### [Record excerpts]
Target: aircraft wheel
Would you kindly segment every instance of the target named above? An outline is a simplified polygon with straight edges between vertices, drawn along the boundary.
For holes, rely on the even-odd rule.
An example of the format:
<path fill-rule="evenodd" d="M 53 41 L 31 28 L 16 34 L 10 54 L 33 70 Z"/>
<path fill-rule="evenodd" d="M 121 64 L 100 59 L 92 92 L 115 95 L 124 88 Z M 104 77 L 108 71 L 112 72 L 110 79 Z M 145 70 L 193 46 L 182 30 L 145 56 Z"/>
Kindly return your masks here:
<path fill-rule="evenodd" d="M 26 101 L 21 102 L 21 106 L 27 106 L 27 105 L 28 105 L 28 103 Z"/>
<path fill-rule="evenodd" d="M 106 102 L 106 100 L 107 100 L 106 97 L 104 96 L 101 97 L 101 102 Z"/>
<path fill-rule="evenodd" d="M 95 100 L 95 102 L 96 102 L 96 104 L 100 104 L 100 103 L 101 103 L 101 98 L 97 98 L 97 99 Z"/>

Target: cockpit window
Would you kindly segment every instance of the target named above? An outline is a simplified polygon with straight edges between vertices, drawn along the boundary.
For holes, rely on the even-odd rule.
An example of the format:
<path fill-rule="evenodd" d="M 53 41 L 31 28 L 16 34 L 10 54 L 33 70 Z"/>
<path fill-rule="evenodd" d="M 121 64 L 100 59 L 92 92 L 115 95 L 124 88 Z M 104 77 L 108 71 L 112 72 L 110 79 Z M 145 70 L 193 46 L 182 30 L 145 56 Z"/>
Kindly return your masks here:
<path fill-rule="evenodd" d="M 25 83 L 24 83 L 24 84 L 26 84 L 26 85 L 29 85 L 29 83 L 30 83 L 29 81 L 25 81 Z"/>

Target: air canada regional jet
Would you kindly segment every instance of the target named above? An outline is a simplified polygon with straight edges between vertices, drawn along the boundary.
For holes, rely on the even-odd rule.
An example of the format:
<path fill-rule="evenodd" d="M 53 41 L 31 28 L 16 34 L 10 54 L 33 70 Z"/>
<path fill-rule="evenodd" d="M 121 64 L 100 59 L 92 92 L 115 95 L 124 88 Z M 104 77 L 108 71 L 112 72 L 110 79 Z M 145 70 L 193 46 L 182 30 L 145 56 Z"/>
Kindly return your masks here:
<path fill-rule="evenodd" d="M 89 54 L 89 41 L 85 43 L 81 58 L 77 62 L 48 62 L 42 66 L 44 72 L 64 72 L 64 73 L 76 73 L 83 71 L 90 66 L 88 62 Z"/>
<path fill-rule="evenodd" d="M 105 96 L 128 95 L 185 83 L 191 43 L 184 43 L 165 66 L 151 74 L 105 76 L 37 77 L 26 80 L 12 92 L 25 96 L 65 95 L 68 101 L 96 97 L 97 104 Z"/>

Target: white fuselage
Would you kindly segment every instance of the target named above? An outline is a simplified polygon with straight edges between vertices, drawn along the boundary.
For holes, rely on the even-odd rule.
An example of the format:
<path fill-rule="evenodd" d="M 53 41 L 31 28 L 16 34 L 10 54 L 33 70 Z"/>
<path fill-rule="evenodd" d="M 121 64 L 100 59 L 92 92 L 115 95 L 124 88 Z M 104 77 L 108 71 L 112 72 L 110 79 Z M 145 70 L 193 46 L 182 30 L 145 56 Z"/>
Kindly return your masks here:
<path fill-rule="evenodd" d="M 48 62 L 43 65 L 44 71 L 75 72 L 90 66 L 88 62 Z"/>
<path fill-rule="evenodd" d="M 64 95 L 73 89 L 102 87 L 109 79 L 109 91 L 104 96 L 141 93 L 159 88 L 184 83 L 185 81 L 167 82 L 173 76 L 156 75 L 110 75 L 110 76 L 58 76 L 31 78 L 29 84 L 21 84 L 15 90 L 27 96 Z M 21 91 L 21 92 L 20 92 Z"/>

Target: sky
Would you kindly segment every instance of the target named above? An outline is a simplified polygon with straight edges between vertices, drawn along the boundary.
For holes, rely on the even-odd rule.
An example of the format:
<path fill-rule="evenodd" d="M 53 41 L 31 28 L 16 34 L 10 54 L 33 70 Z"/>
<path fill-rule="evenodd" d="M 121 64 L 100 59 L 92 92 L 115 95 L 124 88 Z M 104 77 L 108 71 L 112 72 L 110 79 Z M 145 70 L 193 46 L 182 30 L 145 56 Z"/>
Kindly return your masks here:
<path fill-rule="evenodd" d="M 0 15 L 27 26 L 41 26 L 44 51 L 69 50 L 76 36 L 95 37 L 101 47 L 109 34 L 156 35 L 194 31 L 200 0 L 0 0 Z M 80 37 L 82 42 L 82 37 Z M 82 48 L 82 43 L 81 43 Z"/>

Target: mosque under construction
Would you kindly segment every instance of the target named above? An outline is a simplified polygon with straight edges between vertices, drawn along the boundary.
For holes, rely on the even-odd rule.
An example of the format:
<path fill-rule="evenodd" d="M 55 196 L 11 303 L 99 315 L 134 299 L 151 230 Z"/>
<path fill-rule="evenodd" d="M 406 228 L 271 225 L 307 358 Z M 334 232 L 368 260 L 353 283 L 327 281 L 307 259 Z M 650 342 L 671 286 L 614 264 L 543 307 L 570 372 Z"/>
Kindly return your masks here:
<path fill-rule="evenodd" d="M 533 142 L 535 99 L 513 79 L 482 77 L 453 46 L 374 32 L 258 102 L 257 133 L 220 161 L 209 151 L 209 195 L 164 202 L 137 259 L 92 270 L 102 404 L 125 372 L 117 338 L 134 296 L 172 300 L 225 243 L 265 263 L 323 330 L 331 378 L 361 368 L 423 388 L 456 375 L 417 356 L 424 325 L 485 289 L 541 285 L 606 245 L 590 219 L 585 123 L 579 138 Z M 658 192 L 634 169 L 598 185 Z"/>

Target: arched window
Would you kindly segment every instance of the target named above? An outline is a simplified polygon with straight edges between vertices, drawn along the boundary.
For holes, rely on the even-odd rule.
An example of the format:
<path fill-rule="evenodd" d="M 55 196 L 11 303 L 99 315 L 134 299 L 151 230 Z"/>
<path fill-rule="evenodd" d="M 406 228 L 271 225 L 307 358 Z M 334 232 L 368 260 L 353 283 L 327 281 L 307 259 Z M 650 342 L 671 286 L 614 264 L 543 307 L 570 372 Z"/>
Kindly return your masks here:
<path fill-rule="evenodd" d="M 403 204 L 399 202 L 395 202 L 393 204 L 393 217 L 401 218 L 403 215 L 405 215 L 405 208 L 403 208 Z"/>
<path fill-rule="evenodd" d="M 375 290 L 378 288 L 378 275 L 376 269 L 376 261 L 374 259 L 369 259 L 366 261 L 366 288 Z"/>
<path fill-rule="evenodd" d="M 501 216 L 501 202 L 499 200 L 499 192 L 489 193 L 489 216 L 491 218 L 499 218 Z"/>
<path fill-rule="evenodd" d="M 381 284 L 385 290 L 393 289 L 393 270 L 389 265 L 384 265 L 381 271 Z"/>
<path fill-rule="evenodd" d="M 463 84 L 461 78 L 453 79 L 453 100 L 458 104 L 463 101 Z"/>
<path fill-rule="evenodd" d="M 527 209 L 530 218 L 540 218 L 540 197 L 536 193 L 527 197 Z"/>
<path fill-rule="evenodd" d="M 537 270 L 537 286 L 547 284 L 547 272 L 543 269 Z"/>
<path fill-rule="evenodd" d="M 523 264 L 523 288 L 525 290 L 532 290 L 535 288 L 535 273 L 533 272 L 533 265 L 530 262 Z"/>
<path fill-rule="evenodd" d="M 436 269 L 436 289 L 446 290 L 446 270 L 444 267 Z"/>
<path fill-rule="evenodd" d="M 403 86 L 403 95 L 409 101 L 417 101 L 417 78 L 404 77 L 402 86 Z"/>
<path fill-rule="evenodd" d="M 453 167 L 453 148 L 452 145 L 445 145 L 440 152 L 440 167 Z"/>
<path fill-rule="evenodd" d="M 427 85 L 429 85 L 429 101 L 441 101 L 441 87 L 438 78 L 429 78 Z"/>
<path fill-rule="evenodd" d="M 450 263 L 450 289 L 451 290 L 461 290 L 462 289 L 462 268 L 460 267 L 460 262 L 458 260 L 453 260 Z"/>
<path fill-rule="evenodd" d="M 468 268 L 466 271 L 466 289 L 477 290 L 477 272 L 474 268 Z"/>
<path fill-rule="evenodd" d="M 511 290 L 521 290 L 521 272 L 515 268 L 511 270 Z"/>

### [Work to do]
Reproduce word for word the lines of the records starting with the line that contains "Target: arched window" and going on through the line that contains "427 85 L 429", both included.

### [Response]
Target: arched window
Would you kindly segment every instance of the target named above? An outline is a simplified polygon with straight edges between vertices, drawn along the boundary.
For holes, rely on the even-odd rule.
An example of the format:
<path fill-rule="evenodd" d="M 55 196 L 11 303 L 99 315 L 134 299 L 151 230 Z"/>
<path fill-rule="evenodd" d="M 406 228 L 271 225 L 307 358 Z M 334 232 L 368 260 L 353 283 L 327 281 L 307 259 Z M 650 342 L 671 286 L 614 264 L 543 307 L 570 372 Z"/>
Kindly return your masks here:
<path fill-rule="evenodd" d="M 403 204 L 399 202 L 395 202 L 393 204 L 393 217 L 401 218 L 403 215 L 405 215 L 405 208 L 403 208 Z"/>
<path fill-rule="evenodd" d="M 375 290 L 378 288 L 378 275 L 376 269 L 376 261 L 374 259 L 369 259 L 366 261 L 366 288 Z"/>
<path fill-rule="evenodd" d="M 501 216 L 501 202 L 499 200 L 499 192 L 489 193 L 489 216 L 491 218 L 499 218 Z"/>
<path fill-rule="evenodd" d="M 381 284 L 385 290 L 393 289 L 393 270 L 389 265 L 384 265 L 381 271 Z"/>
<path fill-rule="evenodd" d="M 463 84 L 461 78 L 453 79 L 453 100 L 458 104 L 463 101 Z"/>
<path fill-rule="evenodd" d="M 527 209 L 530 218 L 540 218 L 540 197 L 536 193 L 527 197 Z"/>
<path fill-rule="evenodd" d="M 537 270 L 537 286 L 547 284 L 547 272 L 543 269 Z"/>
<path fill-rule="evenodd" d="M 523 264 L 523 288 L 525 290 L 532 290 L 535 288 L 535 273 L 533 272 L 533 265 L 530 262 Z"/>
<path fill-rule="evenodd" d="M 436 269 L 436 289 L 446 290 L 446 270 L 444 267 Z"/>
<path fill-rule="evenodd" d="M 403 86 L 403 95 L 409 101 L 417 101 L 417 78 L 404 77 L 402 86 Z"/>
<path fill-rule="evenodd" d="M 453 167 L 453 148 L 452 145 L 445 145 L 440 152 L 440 167 Z"/>
<path fill-rule="evenodd" d="M 427 85 L 429 85 L 429 101 L 441 101 L 441 87 L 438 78 L 429 78 Z"/>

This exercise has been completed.